• Excerpted text:
What Can I do to Treat My Achilles Tendinitis?
Achilles tendinitis is an irritation of the Achilles tendon. Achilles tendon pain is one of the most common types of pain felt behind the heel and up the back of the ankle when walking or running. Although Achilles tendinitis affects both active and inactive individuals, 24% of athletes develop the condition, and an estimated 50% of runners will experience Achilles tendon pain in their running careers. In all individuals, Achilles tendinitis can result in a limited ability to walk, climb stairs, or participate in recreational activities. Physical therapists help people with Achilles tendinitis reduce pain in the affected area, and restore strength, flexibility, and mobility to the injured tendon and eliminate swelling when present.
Physical therapists are movement experts. They improve quality of life through hands-on care, patient education, and prescribed movement. You can contact a physical therapist directly for an evaluation.

[Point localization data]
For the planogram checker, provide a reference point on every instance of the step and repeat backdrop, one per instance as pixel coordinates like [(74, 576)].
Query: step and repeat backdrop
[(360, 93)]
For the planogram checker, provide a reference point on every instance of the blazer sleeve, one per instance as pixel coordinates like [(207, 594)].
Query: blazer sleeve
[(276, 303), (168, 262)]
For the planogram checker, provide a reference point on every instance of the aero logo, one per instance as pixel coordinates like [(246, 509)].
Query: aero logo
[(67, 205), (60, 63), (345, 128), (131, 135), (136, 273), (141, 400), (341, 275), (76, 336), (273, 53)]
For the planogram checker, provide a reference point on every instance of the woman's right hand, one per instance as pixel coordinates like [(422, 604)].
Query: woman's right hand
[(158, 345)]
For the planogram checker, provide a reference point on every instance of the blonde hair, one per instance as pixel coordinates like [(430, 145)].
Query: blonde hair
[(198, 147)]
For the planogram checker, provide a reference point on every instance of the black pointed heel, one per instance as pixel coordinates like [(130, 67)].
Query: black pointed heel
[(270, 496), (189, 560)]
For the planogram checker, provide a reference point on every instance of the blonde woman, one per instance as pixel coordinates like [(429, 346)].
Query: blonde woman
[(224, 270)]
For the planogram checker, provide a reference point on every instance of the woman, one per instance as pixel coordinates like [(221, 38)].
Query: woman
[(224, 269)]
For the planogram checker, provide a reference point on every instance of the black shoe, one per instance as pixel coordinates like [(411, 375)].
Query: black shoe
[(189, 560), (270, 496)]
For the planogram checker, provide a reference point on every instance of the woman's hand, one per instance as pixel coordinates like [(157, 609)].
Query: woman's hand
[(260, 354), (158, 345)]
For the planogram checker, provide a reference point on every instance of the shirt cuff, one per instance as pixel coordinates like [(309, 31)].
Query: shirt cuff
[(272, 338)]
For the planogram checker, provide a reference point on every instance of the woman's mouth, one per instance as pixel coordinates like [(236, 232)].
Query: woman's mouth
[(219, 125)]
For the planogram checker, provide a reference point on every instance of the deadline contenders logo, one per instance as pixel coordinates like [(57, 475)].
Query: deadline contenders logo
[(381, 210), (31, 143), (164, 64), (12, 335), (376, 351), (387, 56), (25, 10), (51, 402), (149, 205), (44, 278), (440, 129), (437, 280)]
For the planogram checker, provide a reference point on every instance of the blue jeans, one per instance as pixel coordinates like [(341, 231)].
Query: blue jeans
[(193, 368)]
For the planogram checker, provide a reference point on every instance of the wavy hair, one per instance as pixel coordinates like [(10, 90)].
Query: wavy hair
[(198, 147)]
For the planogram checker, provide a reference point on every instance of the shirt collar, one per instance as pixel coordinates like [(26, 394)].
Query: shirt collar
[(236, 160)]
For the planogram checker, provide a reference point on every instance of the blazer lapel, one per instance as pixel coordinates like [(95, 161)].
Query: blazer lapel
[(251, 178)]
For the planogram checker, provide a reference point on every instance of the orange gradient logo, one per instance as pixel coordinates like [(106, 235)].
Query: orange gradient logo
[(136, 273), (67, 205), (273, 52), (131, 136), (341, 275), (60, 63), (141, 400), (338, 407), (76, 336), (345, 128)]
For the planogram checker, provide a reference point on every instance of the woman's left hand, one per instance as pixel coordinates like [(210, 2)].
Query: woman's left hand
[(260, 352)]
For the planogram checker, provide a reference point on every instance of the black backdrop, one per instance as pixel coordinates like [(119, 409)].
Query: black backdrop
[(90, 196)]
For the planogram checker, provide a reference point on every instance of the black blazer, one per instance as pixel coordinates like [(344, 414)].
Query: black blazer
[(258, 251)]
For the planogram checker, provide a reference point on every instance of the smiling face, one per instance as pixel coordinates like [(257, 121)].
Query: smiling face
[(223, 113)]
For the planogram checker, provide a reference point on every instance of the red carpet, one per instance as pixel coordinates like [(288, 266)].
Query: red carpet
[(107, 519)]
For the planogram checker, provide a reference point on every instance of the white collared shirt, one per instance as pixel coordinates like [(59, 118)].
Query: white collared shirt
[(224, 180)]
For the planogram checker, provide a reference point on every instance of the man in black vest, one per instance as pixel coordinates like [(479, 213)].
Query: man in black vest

• Action item:
According to the Achilles tendinitis text, what activities can the condition limit a person's ability to do? Answer from the text on Achilles tendinitis alone, not from the lines.

• Response to the task:
Walking, climbing stairs, and participating in recreational activities.